## Исходный текст
####################
С другой стороны, если Обама всерьёз намерен добиваться на последующих переговорах сокращения тактических ядерных вооружений и ядерных боеголовок на складах, то неизбежно столкнётся с рядом проблем, обойти которые практически невозможно.
Контролировать и проверять количество ракет высокой дальности и бомбардировщиков, имеющихся в распоряжении государства, — задача весьма простая. Межконтинентальные баллистические ракеты имеют большие размеры, и находятся в подземных бункерах, покрытых бетоном, вместе с пунктами командования, управления и связи. Подводные лодки, вооружённые подобными ракетами, периодически заходят в порт приписки. Бомбардировщики стоят на авиабазах. В любом случае — спутники-шпионы и средства радиоэлектронной разведки обнаруживают их без особых затруднений.
Всё усложнилось, когда стороны начали договариваться о сокращении не только средств доставки, но и количества несомых ими бомб и боеголовок. В конце концов они пришли к довольно гладкому решению: к примеру, если советская МБР УР-100Н на испытаниях несла шесть боеголовок, значит, умножаем количество УР-100Н на шесть и получаем общее число боеголовок, доставляемых при помощи этих ракет (разумеется, если УР-100Н на самом деле несёт одну или две боеголовки, а заявлено, что шесть, проверить это никак нельзя: ни одна сторона не позволит проводить на своей территории настолько детальную инспекцию).
С другой стороны, чтобы верифицировать количество тактических ядерных боеголовок (они очень маленькие и высокомобильные) и убранных на склад боеголовок (они находятся в помещении и потому не видны со спутников), придётся проводить регулярные и очень подробные инспекции. Даже если просто начать обсужать подобный вопрос на официальных переговорах, могут всплыть разногласия, возникнуть недоверие, наконец, разгореться трения.
Рискнуть бы стоило, если бы ожидалась существенная отдача, но отдачи не будет, и тому есть четыре причины.
Первое. Если русские не хотят сокращать свой арсенал тактических ядерных вооружений (значительно превосходящий наш, хотя и неизвестно — насколько; у них, по разным оценкам, от трёх до восьми тысяч единиц, у нас — от пятисот до тысячи). Русским это нужно, чтобы чувствовать себя в безопасности несмотря на наш очевидный перевес в обычных вооружениях, а также для отражения возможного вторжения со стороны Китая.
Второе. Ни мы, ни они не хотим, чтобы шпионы противника (а именно шпионажем будут заниматься по крайней мере некоторые из «инспекторов») шатались по военным базам, оружейным лабораториям и подозрительным складам (по некоторым оценкам, у США запасено на одну-три тысячи больше боеголовок, чем у России).
####################
## Точечные аннотации к фотографиям
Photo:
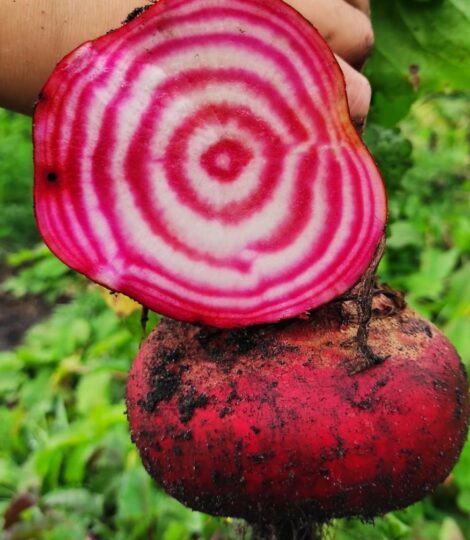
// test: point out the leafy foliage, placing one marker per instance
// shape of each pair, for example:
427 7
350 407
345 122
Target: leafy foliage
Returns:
67 466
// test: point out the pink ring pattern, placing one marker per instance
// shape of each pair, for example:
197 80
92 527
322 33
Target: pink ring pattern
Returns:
201 159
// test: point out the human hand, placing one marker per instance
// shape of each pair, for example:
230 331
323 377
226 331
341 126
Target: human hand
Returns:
36 35
347 29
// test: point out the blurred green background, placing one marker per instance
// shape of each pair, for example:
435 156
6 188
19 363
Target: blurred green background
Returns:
67 467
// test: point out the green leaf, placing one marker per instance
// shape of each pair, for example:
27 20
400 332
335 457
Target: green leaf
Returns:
420 47
93 391
403 233
436 265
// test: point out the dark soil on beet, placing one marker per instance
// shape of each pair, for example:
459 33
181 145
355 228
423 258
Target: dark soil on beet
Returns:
18 314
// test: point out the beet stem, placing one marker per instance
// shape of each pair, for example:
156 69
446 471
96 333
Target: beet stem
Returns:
288 529
365 296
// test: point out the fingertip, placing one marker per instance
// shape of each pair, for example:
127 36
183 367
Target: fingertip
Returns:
358 90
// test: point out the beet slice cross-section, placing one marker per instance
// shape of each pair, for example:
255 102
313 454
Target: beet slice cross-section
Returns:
201 159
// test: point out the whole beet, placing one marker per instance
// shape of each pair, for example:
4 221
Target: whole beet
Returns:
278 420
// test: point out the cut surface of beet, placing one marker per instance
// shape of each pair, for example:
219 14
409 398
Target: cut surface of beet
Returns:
201 159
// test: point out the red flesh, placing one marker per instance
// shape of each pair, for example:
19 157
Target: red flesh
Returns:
201 159
269 420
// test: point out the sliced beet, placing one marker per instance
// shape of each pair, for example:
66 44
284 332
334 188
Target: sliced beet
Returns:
201 159
275 423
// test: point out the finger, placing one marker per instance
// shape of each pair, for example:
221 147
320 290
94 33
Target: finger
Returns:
363 5
358 91
346 29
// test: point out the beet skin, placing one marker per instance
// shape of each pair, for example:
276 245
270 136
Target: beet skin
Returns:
267 420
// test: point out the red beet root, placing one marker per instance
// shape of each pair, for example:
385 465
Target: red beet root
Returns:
201 160
272 420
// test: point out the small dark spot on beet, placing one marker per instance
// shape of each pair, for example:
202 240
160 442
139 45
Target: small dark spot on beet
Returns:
262 456
184 435
163 387
177 451
188 403
459 403
224 412
135 13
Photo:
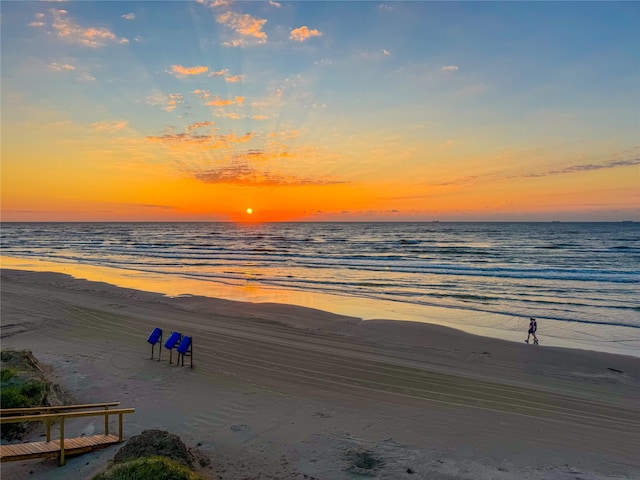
####################
## Цель задания
Повторите дословно отрывок из текста о сокращении ядерных вооружений, начиная с «Контролировать и проверять» и заканчивая «без особых затруднений.». Опирайтесь только на исходный текст.

## Ответ к заданию
Контролировать и проверять количество ракет высокой дальности и бомбардировщиков, имеющихся в распоряжении государства, — задача весьма простая. Межконтинентальные баллистические ракеты имеют большие размеры, и находятся в подземных бункерах, покрытых бетоном, вместе с пунктами командования, управления и связи. Подводные лодки, вооружённые подобными ракетами, периодически заходят в порт приписки. Бомбардировщики стоят на авиабазах. В любом случае — спутники-шпионы и средства радиоэлектронной разведки обнаруживают их без особых затруднений.